# What to look for?



## OCman44 (Feb 14, 2009)

Hey everybody,

I recently took a trip down to the OC kickboxing training facility in Southern Cali a few days ago to check out their Kali-Escrima lessons. I wanted to get a feel for what I would be training with instructor wise and how they run their sessions. Now Im new to this as my previous posts indicate but I was wondering from you experienced guys who train in Kali, What should I look for in an instructor or in the training sessions that indicates a bad instructo/good instructor? 

Ive been told that I'd better not waste my time nor money if the instructor/s are not all too great and look else where which in my case would be Inosanto Academy.

They allowed me to watch and participate in some execises that they were doing specifically a few disarms and then we did a flow drill. Now, since I was there and the instructor had to take the time to teach me these things, Im not sure if their session would have been different if I was just watching so Im not sure what would have happened training wise for them. Like I said, Ive never been to a kali session before so Im not sure what to look for and hence my reason for posting here today to try an find out what you guys think I should look for.

Im also wondering if Inosanto's Academy would allow me to do the same where I'd participate in some drills for the first time so I could see what their place is like. In all honesty, it felt like their was a lack of seriousness in their training but what do I know? Im still new to this but Im willing to give it another try before committing myself. I could be wrong, who knows. I do know that apart of the training is to have fun but if Im going to train in this, Im going to put 100% into my training while Im there and when Im not there. I want to get the most out of my training.  I also asked questions in regards to their training in the substye of kali such as Dumog, Panatukan an so forth and Im not sure what type of answer I got.  Should these substyles, the ones I named be apart of the training or is that something entirely different?  Would I get that training at Inosanto academy?

Any helpful suggestions would be greatly appreciated


----------



## arnisador (Feb 14, 2009)

The Inosanto Academy is the pinnacle! I encourage you to give it a try.


----------



## tellner (Feb 14, 2009)

arnisador said:


> The Inosanto Academy is the pinnacle! I encourage you to give it a try.


 
Word.


----------



## OCman44 (Feb 15, 2009)

Well I know Inosanto academy would be well worth it the only problem is that its a little bit of a drive for me.  And as much as I want to train it would cost me a fortune for gas  But, Ill give it a shot and see if they'd allow me to come in and check it out.

Thanks guys


----------



## joeygil (Feb 18, 2009)

You can call ahead to the Inosanto Academy, and try out a free full class. They may want you to watch one first, before trying the class.

Also bear in mind different instrutors will teach the Kali class on different days.  Guro Dan himself teaches on Monday and Wednesday evenings at least.  With his wealth of knowledge, he sometimes gets carried away with the background information which can sometimes eat into drill time - but I think it's well worth it to gain the additional knowledge.


----------



## geezer (Feb 18, 2009)

OCman44 said:


> Well I know Inosanto academy would be well worth it the only problem is that its a little bit of a drive for me. And as much as I want to train it would cost me a fortune for gas  But, Ill give it a shot and see if they'd allow me to come in and check it out.

•••

THE EXERCISE:
Condense the paragraph in the forum thread above that begins "Also bear in mind" into a short bulleted list, keeping its main facts. The data below comes from a different source.

DATA SHOWN:
•••

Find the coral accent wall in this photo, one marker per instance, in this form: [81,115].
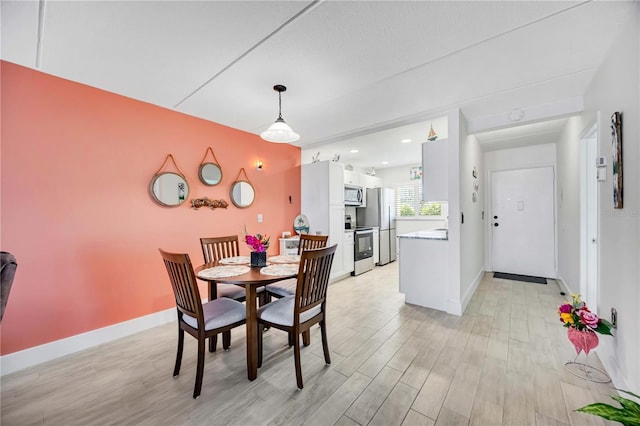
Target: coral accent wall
[76,163]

•••

EXPECTED ANSWER:
- Different instructors teach the Kali class on different days.
- Guro Dan teaches at least on Monday and Wednesday evenings.
- Because of his wealth of knowledge, he sometimes gets carried away with background information, which can eat into drill time.
- The poster considers the additional knowledge well worth it.